**What is required**
Only a number is expected in reply: the number of lines below that include the word "pillar".

[Items from a dataset]
========================================
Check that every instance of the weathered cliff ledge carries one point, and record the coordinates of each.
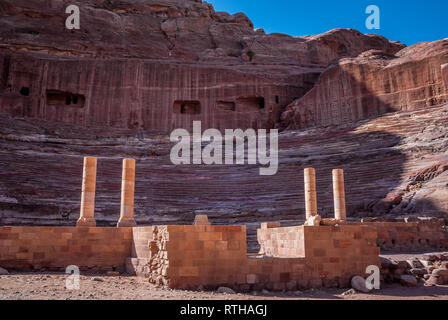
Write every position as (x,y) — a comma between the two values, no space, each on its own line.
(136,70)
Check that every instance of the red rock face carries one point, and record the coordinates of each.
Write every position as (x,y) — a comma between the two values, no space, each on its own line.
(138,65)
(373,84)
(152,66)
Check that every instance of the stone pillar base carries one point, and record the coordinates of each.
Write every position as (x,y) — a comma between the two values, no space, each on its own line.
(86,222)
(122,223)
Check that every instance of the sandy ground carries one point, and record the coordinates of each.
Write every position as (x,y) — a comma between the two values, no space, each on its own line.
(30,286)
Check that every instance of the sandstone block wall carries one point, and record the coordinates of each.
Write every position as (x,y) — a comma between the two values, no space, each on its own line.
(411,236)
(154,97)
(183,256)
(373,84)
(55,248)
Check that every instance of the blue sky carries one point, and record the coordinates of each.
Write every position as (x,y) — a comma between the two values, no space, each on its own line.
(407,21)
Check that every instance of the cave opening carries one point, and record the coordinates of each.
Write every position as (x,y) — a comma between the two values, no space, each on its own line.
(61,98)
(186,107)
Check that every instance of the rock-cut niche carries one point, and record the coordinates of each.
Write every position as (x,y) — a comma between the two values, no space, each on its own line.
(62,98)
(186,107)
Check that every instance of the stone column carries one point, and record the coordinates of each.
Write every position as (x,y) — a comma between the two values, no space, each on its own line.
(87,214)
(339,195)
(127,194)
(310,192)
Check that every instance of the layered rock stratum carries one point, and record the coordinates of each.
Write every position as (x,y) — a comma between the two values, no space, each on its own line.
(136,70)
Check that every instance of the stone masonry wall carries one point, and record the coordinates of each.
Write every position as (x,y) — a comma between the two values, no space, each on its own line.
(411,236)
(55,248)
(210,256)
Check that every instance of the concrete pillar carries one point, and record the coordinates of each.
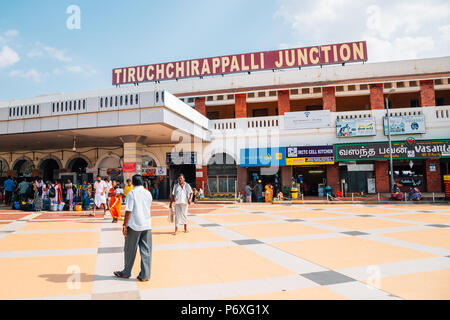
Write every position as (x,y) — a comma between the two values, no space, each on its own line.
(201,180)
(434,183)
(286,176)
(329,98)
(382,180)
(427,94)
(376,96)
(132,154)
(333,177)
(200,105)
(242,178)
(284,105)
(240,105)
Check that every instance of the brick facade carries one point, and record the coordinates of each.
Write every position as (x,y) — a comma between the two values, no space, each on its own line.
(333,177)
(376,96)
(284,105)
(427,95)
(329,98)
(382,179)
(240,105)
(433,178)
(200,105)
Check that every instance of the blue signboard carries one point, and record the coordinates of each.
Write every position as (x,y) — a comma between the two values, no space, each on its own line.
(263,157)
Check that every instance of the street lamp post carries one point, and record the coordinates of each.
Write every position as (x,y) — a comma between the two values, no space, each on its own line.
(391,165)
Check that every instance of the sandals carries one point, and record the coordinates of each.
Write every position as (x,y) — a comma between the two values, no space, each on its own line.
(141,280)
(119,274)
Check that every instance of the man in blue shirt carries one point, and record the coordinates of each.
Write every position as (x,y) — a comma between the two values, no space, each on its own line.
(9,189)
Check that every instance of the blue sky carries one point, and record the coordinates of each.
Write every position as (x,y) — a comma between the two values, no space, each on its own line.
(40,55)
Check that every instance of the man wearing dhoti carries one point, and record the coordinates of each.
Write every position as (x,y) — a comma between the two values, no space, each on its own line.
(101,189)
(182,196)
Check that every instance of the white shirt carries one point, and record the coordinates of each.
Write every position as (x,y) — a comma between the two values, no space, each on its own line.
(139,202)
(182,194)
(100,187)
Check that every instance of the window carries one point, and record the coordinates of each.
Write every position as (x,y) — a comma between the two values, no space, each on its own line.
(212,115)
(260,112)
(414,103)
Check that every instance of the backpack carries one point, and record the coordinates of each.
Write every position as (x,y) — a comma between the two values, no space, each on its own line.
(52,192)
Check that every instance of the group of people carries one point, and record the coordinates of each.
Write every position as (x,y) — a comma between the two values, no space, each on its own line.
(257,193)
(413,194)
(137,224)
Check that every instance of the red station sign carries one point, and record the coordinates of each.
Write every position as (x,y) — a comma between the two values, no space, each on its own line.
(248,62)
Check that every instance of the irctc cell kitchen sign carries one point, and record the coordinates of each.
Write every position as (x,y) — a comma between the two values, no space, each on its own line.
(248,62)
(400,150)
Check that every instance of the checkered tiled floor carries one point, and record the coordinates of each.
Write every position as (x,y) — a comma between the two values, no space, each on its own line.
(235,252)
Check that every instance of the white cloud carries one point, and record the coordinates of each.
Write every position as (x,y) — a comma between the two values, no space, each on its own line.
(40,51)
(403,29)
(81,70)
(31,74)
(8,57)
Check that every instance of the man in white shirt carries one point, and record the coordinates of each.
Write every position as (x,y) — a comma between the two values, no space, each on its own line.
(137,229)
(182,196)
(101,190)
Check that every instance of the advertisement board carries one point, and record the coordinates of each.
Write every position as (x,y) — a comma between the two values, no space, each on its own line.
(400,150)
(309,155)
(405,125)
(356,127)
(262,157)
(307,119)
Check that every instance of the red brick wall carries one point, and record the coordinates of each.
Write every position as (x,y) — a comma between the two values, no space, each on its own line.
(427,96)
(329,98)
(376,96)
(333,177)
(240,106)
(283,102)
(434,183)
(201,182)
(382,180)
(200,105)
========================================
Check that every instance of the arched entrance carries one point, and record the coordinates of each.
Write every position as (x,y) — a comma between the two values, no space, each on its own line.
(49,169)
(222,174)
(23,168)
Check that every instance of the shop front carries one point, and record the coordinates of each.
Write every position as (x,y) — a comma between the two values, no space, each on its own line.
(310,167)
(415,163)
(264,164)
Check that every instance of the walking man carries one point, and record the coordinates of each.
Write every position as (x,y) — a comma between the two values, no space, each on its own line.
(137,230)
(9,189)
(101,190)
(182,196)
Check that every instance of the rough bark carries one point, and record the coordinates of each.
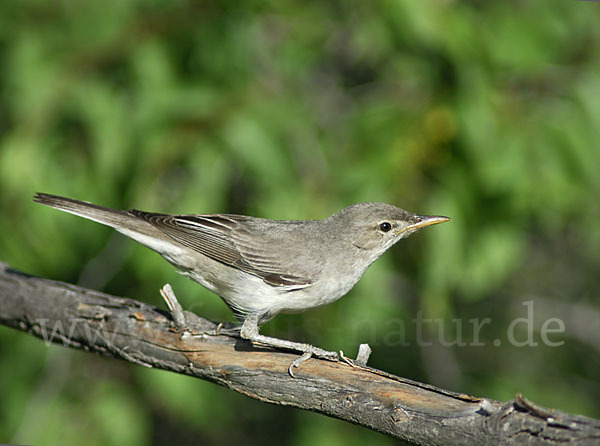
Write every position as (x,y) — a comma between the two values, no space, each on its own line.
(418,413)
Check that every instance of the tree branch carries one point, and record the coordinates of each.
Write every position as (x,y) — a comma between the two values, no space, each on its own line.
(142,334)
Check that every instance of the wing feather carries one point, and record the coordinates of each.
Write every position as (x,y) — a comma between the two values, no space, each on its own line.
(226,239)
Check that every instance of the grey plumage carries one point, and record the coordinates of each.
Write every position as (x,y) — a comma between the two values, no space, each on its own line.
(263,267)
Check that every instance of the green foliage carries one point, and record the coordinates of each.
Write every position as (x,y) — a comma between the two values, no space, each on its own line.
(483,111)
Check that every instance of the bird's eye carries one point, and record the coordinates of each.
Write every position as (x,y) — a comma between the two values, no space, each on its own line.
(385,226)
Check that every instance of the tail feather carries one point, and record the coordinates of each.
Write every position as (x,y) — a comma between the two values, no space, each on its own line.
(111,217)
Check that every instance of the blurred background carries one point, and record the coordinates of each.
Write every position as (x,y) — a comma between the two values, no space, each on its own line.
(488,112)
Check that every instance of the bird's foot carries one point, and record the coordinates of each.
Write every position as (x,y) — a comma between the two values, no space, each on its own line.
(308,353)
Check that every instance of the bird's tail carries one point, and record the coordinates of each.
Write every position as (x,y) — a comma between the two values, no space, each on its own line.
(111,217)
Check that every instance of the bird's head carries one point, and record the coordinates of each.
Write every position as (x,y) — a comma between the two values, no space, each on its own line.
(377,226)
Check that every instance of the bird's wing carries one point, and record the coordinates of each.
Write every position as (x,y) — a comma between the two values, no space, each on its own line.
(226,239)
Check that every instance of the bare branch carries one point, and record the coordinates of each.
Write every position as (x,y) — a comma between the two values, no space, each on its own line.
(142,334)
========================================
**The completed task**
2